Actividad 1: Indica si cada afirmación coincide con el artículo sobre el futuro de la humanidad: (a) Asimov pronunció la cita en 1988; (b) quien escribe dice pertenecer a la única generación que nació en un mundo analógico convertido en digital; (c) el glifosato solo mata los yuyos. Responde sí o no y cita las palabras decisivas del artículo.
Actividad 2: Según el artículo sobre el futuro de la humanidad, ¿qué edad tendría el planeta?
Actividad 3: Prosigue el artículo sobre el futuro de la humanidad a partir de su última oración.

Texto seleccionado:
-----

El exquisito y prolífico escritor de ciencia ficción Isaac Asimov, dijo en 1988: «Durante mucho tiempo los humanos hemos pensado que somos el centro del universo. No somos especiales y no hay nada sobre nosotros que una máquina no pueda duplicar». Un visionario como pocos.
No hay plan B: la humanidad (por ahora) puede salvarse de la extinción
He tenido el privilegio de haber nacido en un mundo analógico que se fue convirtiendo en digital. Pertenezco a la única generación con esa característica. Más allá de los graciosos videos en los que vemos a niños y jóvenes que no tienen idea cómo se hacía para lograr hacer una llamada con un teléfono de disco, o cómo escribir en letra cursiva, se han perdido y se seguirán perdiendo muchas de las cosas con las que nosotros crecimos. Nosotros recordábamos de memoria los teléfonos de todos nuestros amigos. Sabíamos cómo usar un mapa de papel. Cómo buscar palabras en un diccionario (porque habíamos memorizado el alfabeto), y “cómo hablar con nuestros amigos”. Es común ver un grupo en un restaurante, todos sentados alrededor de la mesa, cada uno encorvado frente a su celular, sin el menor contacto físico o social entre ellos. Lo mismo con aquellas familias que usan las tabletas cual chupete para que su bebé o niño no los moleste o “no se aburra».
No es casualidad que los Mark Zuckerberg del mundo, cuando todavía decían parcialmente la verdad -ahora mienten sin pestañear ni ponerse colorados-, confesaban que a SUS HIJOS no les permitían usar celulares inteligentes antes de cierta edad.
Los eventos climáticos que estamos viviendo, sin precedente en nuestra corta historia -muy corta si tenemos en cuenta que el planeta tendría unos 4.540 millones de años-, son clarísimas señales que nosotros ignoramos. Un sólo ejemplo: estudios demuestran que el agroquímico Roundup (glifosato) no sólo mata los yuyos, sino también a las abejas. Sin abejas, no habrá comida, pero seguimos usándolo. Estamos bailando en la cubierta del Titanic.
Me recuerda un cuento que contaba mi padre:
Un pueblo comienza a inundarse. Las autoridades evacúan a la población. El cura del pueblo, con el agua hasta las rodillas, va casa por casa revisando que no haya quedado nadie.

-----

Entradas guardadas
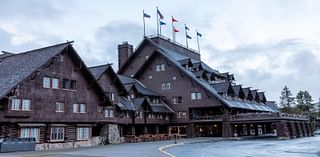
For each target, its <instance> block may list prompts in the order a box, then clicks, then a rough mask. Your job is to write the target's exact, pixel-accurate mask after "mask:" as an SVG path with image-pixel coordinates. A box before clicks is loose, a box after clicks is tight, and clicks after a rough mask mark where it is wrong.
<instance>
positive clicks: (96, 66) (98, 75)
mask: <svg viewBox="0 0 320 157" xmlns="http://www.w3.org/2000/svg"><path fill="white" fill-rule="evenodd" d="M110 66H111V64H105V65H99V66H94V67H89V70H90V72H91V73H92V75H93V76H94V77H95V78H96V80H98V79H99V78H100V76H101V75H102V74H103V73H104V72H105V71H106V70H107V69H108V68H109V67H110Z"/></svg>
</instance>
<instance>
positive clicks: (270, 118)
mask: <svg viewBox="0 0 320 157" xmlns="http://www.w3.org/2000/svg"><path fill="white" fill-rule="evenodd" d="M222 119H229V120H232V121H234V120H269V119H270V120H274V119H289V120H309V117H308V116H305V115H296V114H288V113H279V112H276V113H272V112H257V113H239V114H232V115H210V116H201V115H199V116H198V115H195V116H192V117H191V120H196V121H197V120H199V121H203V120H212V121H214V120H222Z"/></svg>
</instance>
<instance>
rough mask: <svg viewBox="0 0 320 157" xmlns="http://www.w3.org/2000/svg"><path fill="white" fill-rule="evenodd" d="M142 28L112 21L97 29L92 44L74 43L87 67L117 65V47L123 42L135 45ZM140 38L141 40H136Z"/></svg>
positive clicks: (116, 67) (113, 66)
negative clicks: (88, 65)
mask: <svg viewBox="0 0 320 157" xmlns="http://www.w3.org/2000/svg"><path fill="white" fill-rule="evenodd" d="M142 29H143V28H142V27H141V26H140V25H137V24H135V23H131V22H126V21H113V22H110V23H108V24H107V25H106V26H104V27H101V28H98V29H97V31H96V35H95V39H94V41H93V42H87V41H76V42H77V43H79V44H75V46H76V47H77V48H78V50H79V53H80V54H81V56H83V58H84V59H85V60H86V63H87V64H88V65H89V66H92V65H97V64H105V63H107V62H108V63H113V64H114V66H113V67H114V68H115V69H117V65H118V60H117V58H118V56H117V54H118V53H117V52H118V48H117V45H118V44H120V43H122V42H123V41H128V42H129V43H130V44H133V45H137V44H138V42H140V41H141V40H142ZM138 37H141V38H138Z"/></svg>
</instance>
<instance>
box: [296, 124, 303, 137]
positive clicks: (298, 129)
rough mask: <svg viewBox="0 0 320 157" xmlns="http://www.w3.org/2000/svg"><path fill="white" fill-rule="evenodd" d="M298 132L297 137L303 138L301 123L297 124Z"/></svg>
mask: <svg viewBox="0 0 320 157" xmlns="http://www.w3.org/2000/svg"><path fill="white" fill-rule="evenodd" d="M295 126H296V130H297V137H302V134H303V133H302V128H301V125H300V123H299V122H295Z"/></svg>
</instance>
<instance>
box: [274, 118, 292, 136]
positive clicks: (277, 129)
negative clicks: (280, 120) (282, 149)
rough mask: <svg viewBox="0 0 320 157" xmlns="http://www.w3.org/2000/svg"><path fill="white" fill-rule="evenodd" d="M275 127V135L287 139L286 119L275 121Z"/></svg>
mask: <svg viewBox="0 0 320 157" xmlns="http://www.w3.org/2000/svg"><path fill="white" fill-rule="evenodd" d="M276 128H277V136H278V138H279V139H289V138H290V135H289V128H288V125H287V121H280V122H278V123H276Z"/></svg>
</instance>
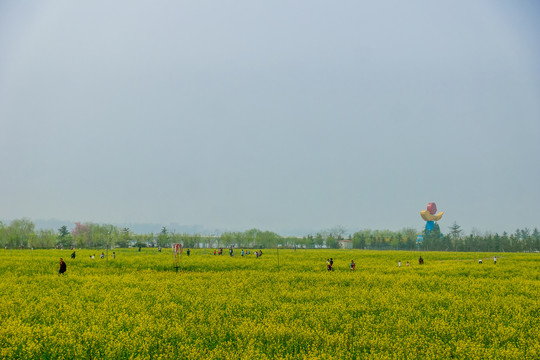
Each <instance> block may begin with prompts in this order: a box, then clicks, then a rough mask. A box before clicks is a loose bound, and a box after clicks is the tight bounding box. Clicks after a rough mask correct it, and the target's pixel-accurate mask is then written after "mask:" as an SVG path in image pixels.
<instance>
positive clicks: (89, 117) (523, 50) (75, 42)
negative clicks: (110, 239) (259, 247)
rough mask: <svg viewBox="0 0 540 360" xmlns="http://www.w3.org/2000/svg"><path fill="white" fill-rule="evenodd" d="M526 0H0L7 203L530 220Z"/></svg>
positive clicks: (8, 215) (315, 213)
mask: <svg viewBox="0 0 540 360" xmlns="http://www.w3.org/2000/svg"><path fill="white" fill-rule="evenodd" d="M539 35H540V5H539V4H538V2H536V1H493V0H489V1H481V0H479V1H469V0H466V1H369V2H368V1H313V0H310V1H254V0H248V1H227V2H225V1H132V0H129V1H113V2H111V1H67V0H66V1H24V2H23V1H15V0H13V1H1V2H0V161H1V164H0V165H1V168H2V171H1V177H0V219H3V220H4V221H7V220H11V219H15V218H21V217H28V218H31V219H53V218H54V219H63V220H64V219H65V220H71V221H82V222H87V221H89V222H98V223H126V222H130V223H137V222H141V223H149V222H150V223H163V224H167V223H170V222H176V223H180V224H186V225H194V224H200V225H203V226H204V227H206V228H209V229H223V230H245V229H248V228H252V227H257V228H260V229H263V230H266V229H268V230H271V231H275V232H278V233H280V234H282V235H287V234H288V233H293V232H295V231H296V230H298V229H301V230H302V231H304V230H305V231H317V230H321V229H326V228H330V227H333V226H335V225H342V226H343V227H345V228H346V229H347V230H348V231H349V232H354V231H356V230H358V229H364V228H371V229H391V230H399V229H401V228H403V227H413V228H416V229H418V230H420V229H422V228H423V227H424V225H425V222H424V221H423V220H422V218H421V217H420V215H419V212H420V211H421V210H423V209H425V208H426V205H427V203H428V202H436V204H437V207H438V209H439V210H440V211H444V212H445V215H444V216H443V218H442V220H441V221H440V222H439V223H440V225H441V229H442V230H443V232H446V231H447V227H448V226H449V225H451V224H452V223H453V222H454V221H456V222H457V223H458V224H459V225H461V226H462V227H463V229H464V230H465V231H467V232H470V231H471V229H473V228H476V229H479V230H481V231H493V232H495V231H498V232H502V231H504V230H506V231H514V230H515V229H516V228H518V227H519V228H524V227H529V228H534V227H540V40H539V38H540V36H539Z"/></svg>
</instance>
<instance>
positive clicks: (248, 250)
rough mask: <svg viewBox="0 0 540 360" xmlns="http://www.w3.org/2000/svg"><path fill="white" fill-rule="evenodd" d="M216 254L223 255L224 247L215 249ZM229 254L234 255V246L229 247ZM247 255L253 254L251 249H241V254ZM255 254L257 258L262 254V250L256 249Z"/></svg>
mask: <svg viewBox="0 0 540 360" xmlns="http://www.w3.org/2000/svg"><path fill="white" fill-rule="evenodd" d="M214 255H223V248H219V249H216V250H214ZM229 255H230V256H234V251H233V248H232V246H231V247H230V248H229ZM247 255H251V251H249V250H247V251H244V249H242V250H241V251H240V256H247ZM255 256H256V257H257V258H259V257H261V256H262V250H258V251H255Z"/></svg>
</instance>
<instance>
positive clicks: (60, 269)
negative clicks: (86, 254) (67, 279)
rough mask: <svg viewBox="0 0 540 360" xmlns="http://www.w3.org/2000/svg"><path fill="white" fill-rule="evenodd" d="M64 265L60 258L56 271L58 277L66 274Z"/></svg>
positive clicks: (61, 259) (63, 263) (66, 267)
mask: <svg viewBox="0 0 540 360" xmlns="http://www.w3.org/2000/svg"><path fill="white" fill-rule="evenodd" d="M66 268H67V266H66V263H65V262H64V259H62V258H60V269H59V270H58V275H64V273H65V272H66Z"/></svg>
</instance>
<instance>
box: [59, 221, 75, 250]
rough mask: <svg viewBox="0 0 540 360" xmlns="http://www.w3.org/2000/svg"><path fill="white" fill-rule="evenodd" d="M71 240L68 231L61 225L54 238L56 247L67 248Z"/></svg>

-----

Respuesta 1:
(a) Sí: «dijo en 1988».
(b) Sí: «Pertenezco a la única generación con esa característica».
(c) No: «no sólo mata los yuyos, sino también a las abejas».

Respuesta 2: Unos 4.540 millones de años.

Respuesta 3:
Llega un bote y le dicen:
-«Padre, suba al bote. Ya no hay nadie».
-«Vayan tranquilos, me voy a asegurar de que es así», contesta el cura.
Al rato, ya con el agua a la cintura, viene otro bote y le insiste:
-«¡Padre, se va a ahogar! ¡Vamos!».
-«No, me falta revisar unas casas más», asegura el religioso.
Ya con el agua al cuello, llega un tercer bote.
-«Suba, Padre, por favor», le dicen desesperados.
-«Tranquilos, en un ratito me voy», insiste el cura.
Finalmente, se ahoga. Llega al cielo y muy cariñosamente es recibido por San Pedro.
-«¡Bienvenido!”, le dice.
-«San Pedro…no quiero quejarme, pero he sido una buena persona, piadoso, sano…, ¿por qué me dejaron morir?
A lo que San Pedro le responde:
-«Te mandamos tres botes…, ¿qué más querías que hiciésemos?».
¿Hay una salida a la degradación que estamos experimentando? No hay respuesta a la vista.
Mientras los multimillonarios hablan de conquistar Marte y otras tonterías para distraernos de lo que pasa acá abajo, lo único que se puede asegurar, es que este camino hacia nuestra propia extinción hará muy feliz a la Madre Tierra. Ella no nos necesita. Nosotros a ella, mucho.
Si supuestamente tenemos la capacidad de colonizar otro planeta, también tenemos la capacidad de salvar al nuestro. ¿Tendremos la voluntad de hacerlo? ¿Lograremos despertar a tiempo? Dijo Geoffrey Hinton, premio Nobel y conocido como «el padrino de la IA» en una entrevista reciente: «Por primera vez en la historia hemos creado algo más inteligente que nosotros».
La IA podría resolver muchos de nuestros problemas, crear un mundo más equitativo, más sano y hasta más feliz. Pero, al fin y al cabo, somos humanos, expertos en repetir la historia. Somos los únicos capaces de tropezar dos veces con la misma piedra. Y lamentablemente la IA no está siendo utilizada sólo para hacer el bien.